▶ **Data for review**
-=-=-=-=-
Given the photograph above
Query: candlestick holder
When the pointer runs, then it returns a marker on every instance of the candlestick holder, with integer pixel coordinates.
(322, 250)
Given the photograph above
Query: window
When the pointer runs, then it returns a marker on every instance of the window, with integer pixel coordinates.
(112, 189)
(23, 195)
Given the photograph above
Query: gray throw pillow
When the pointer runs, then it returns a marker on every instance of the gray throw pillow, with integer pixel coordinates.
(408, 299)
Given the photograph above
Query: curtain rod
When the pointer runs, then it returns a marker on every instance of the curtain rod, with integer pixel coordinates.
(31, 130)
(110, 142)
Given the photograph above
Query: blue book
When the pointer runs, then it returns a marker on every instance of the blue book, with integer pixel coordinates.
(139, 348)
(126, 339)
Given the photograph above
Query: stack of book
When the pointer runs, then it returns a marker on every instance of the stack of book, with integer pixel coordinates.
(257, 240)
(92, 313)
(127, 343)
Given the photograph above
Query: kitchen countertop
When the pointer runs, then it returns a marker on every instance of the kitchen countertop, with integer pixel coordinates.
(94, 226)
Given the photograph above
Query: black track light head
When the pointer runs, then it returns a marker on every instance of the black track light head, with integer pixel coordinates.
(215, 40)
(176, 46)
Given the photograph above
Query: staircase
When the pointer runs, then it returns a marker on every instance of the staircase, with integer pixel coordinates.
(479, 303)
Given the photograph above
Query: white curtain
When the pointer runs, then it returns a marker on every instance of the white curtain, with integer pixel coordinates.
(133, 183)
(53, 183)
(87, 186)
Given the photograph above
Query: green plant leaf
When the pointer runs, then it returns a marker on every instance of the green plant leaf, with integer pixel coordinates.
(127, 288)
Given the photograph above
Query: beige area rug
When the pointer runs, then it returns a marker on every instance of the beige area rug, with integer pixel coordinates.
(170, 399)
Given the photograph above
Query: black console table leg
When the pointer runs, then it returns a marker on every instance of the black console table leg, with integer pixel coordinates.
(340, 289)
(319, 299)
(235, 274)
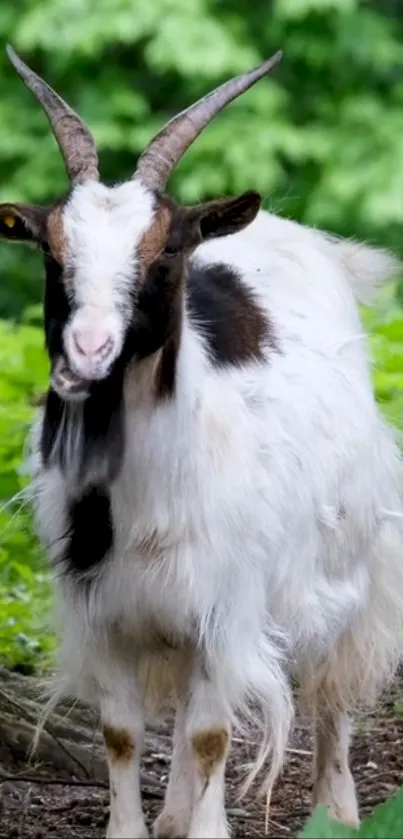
-=-=-=-=-
▶ **Assigned task**
Write out all the material verbatim, images excluded.

▶ **Answer section**
Given the photograph above
Query: candlestick holder
When the pointer runs, then it returns a marker on every instance of the candlestick holder, with integer pixel coordinates.
(322, 250)
Given the photograph above
Query: window
When the pointer runs, then it returns a marker on every instance of the window, with integer pixel coordinates.
(112, 189)
(23, 195)
Given the photograph above
Query: gray throw pillow
When the pointer runs, then it returns a marker on every instance of the gray throw pillow, with integer pixel coordinates.
(408, 299)
Given the photograph above
Query: curtain rod
When the pointer runs, then it returns a marker on every instance of the curtain rod, with integer pixel coordinates.
(31, 130)
(110, 142)
Given the photograph above
Query: blue book
When the pointer runs, then it returns a marker on every instance of the blue book, with integer pixel coordinates.
(139, 348)
(126, 339)
Given the photograph above
Query: stack of book
When the pointer runs, then it returns a marker on every instance of the stack of book, with integer pixel coordinates.
(257, 240)
(92, 313)
(127, 343)
Given the photograph above
Query: kitchen countertop
When the pointer runs, then it returns a marker on every instance of the kitchen countertop, with integer pixel coordinates.
(94, 226)
Given the photograph above
Query: black track light head
When the pointer runs, then it returns a marker on every instance of the black track light head, with integer pixel coordinates.
(215, 40)
(176, 46)
Given the photograph above
Query: staircase
When the pointer runs, then it returns a marker on every instance of the staircase, with integer pixel coordinates.
(479, 303)
Given the photograph above
Query: white curtain
When the pointer runs, then it returns a marker on every instance of the white curtain, with integer pixel coordinates.
(133, 183)
(53, 183)
(87, 186)
Given the photograph above
Query: green plant leaf
When the pointer runs, then it returns a marker on every instance of the green plant leaf, with integer pixel coordinates.
(127, 288)
Given the photograph above
Query: beige area rug
When the pointer runs, then it returns a marker on every instance of the beige area rug, with integer pixel coordinates.
(170, 399)
Given the photograph above
Query: black console table leg
When the pointer runs, then it returns a marker on every instance of the black console table leg, with integer pixel coordinates.
(340, 289)
(319, 299)
(235, 274)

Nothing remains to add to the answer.